--- Problem statement ---
Count the lines below that hold "buddha". Give the number without comment.

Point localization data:
*** Block opens ***

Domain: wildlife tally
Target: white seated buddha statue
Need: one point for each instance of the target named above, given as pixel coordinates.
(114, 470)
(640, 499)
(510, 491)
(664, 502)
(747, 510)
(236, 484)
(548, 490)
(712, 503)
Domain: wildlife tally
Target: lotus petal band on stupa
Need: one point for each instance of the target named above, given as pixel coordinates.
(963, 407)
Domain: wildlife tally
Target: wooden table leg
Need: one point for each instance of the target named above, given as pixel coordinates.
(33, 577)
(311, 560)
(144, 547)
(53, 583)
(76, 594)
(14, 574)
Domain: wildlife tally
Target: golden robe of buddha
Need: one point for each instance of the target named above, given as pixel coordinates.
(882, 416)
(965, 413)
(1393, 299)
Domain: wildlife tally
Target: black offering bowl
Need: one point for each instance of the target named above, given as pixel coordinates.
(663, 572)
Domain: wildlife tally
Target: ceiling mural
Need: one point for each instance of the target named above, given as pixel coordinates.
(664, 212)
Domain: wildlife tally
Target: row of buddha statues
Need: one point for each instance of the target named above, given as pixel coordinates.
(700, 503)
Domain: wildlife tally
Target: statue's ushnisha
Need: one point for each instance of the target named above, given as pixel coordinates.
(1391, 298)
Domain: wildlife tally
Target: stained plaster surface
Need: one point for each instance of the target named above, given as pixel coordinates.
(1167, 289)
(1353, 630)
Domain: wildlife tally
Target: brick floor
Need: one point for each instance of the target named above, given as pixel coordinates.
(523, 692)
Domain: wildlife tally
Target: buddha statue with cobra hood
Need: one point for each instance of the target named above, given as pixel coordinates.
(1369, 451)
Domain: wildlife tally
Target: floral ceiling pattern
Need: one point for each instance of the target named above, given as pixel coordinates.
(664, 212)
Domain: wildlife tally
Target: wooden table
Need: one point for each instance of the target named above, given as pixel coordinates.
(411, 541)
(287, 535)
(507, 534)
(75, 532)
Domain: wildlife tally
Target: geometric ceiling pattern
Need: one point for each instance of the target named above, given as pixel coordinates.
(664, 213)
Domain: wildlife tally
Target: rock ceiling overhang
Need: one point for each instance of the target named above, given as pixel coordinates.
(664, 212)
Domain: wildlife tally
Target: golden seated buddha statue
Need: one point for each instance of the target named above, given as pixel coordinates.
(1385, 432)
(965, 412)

*** Block closes ***

--- Your response ---
5